Locate each line in the entries below that contains the word "Given", and copy those lines out in full. Case counts, so only matches with identical capitalization qualify.

**Source records**
========================
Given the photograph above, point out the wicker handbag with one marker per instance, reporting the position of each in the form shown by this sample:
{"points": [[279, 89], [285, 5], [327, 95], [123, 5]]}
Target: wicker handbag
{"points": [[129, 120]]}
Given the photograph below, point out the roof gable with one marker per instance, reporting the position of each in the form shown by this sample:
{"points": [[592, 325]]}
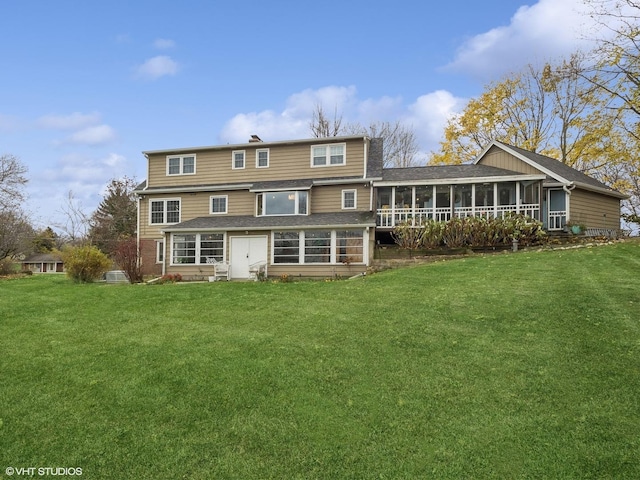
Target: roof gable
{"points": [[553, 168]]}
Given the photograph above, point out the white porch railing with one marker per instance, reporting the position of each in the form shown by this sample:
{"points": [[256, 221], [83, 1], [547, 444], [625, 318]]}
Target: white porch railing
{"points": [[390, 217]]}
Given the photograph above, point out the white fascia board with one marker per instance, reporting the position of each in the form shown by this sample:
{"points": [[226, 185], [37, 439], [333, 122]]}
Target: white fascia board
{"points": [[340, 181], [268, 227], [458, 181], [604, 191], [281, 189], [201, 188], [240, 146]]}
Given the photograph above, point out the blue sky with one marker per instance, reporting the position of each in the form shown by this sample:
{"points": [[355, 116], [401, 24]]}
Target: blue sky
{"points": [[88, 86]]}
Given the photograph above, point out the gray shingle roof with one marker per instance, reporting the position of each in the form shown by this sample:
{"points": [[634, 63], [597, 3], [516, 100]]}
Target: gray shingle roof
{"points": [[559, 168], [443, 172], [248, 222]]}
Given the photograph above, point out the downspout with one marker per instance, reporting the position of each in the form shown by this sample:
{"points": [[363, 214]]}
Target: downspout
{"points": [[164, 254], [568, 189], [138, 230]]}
========================
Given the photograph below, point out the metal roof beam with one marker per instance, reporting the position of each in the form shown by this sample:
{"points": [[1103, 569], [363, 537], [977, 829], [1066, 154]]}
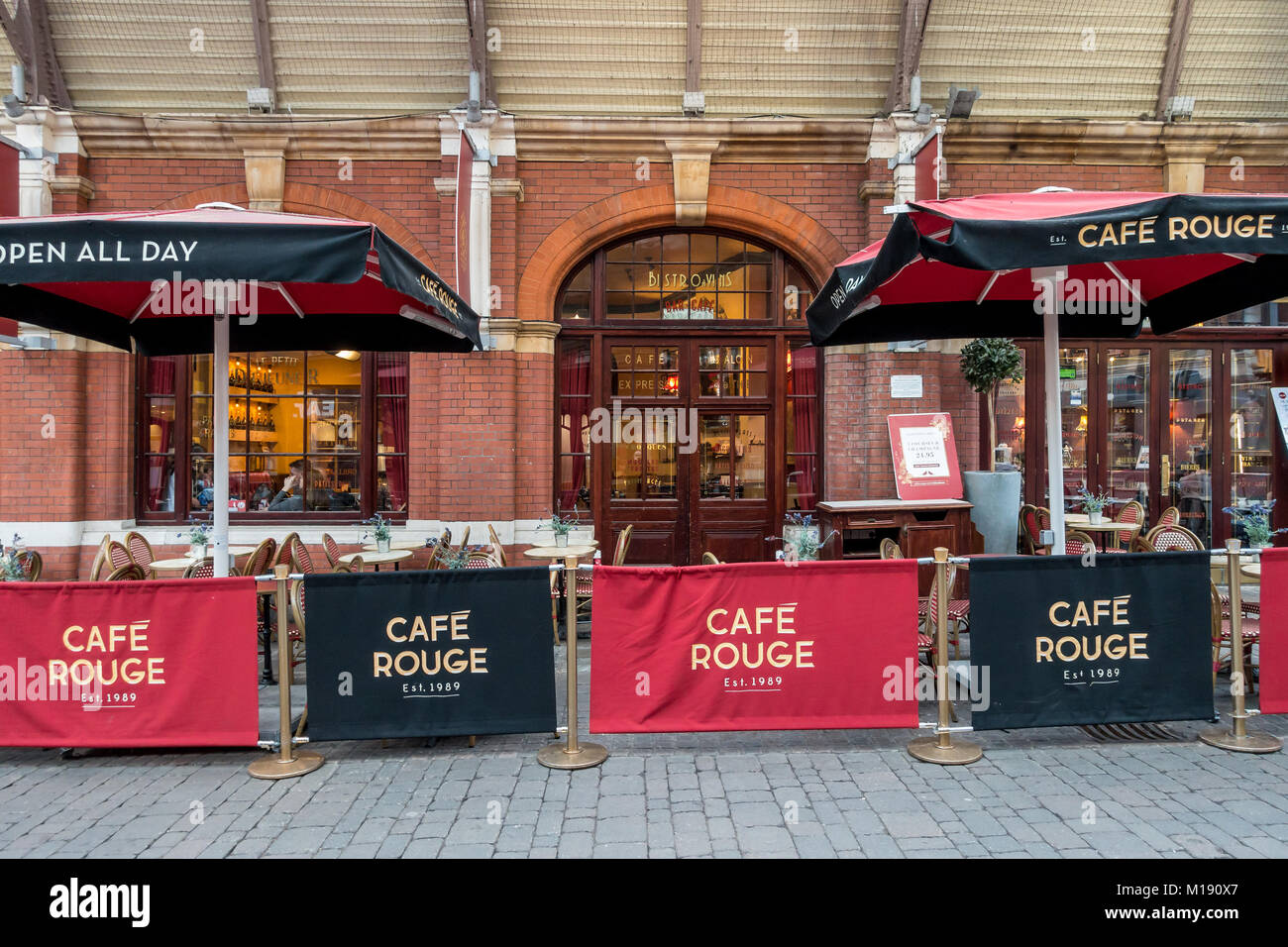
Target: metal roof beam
========================
**Written reply**
Given the photograph above, point out the wicker handbag with one marker per instance, reporting the position of each in the form shown by this sample:
Given the photograph below, point out the roof gable with one marker per instance, reporting the position of each in the form shown by this sample:
Given the photograph above, point out the white porch railing with one marker per instance, reporting the position of each in the form shown by this sample:
Given the photograph above, point out the white fascia board with one marker per instance, reporting the position of each in the form shown by this sample:
Given the photograph above, point out the blue sky with one marker per instance, reporting the position of each in the form shown by this sample:
Given the photograph above, point out the gray shingle roof with one marker per instance, reporting the position of each in the form shown by this sample:
Given the photograph above, point out the downspout with one marker per instance, reporting the position of each in the form shown by this sample:
Given the photograph below, point out the metal roof beam with one marker per instance, reporting the position of each in the form shown by this sample:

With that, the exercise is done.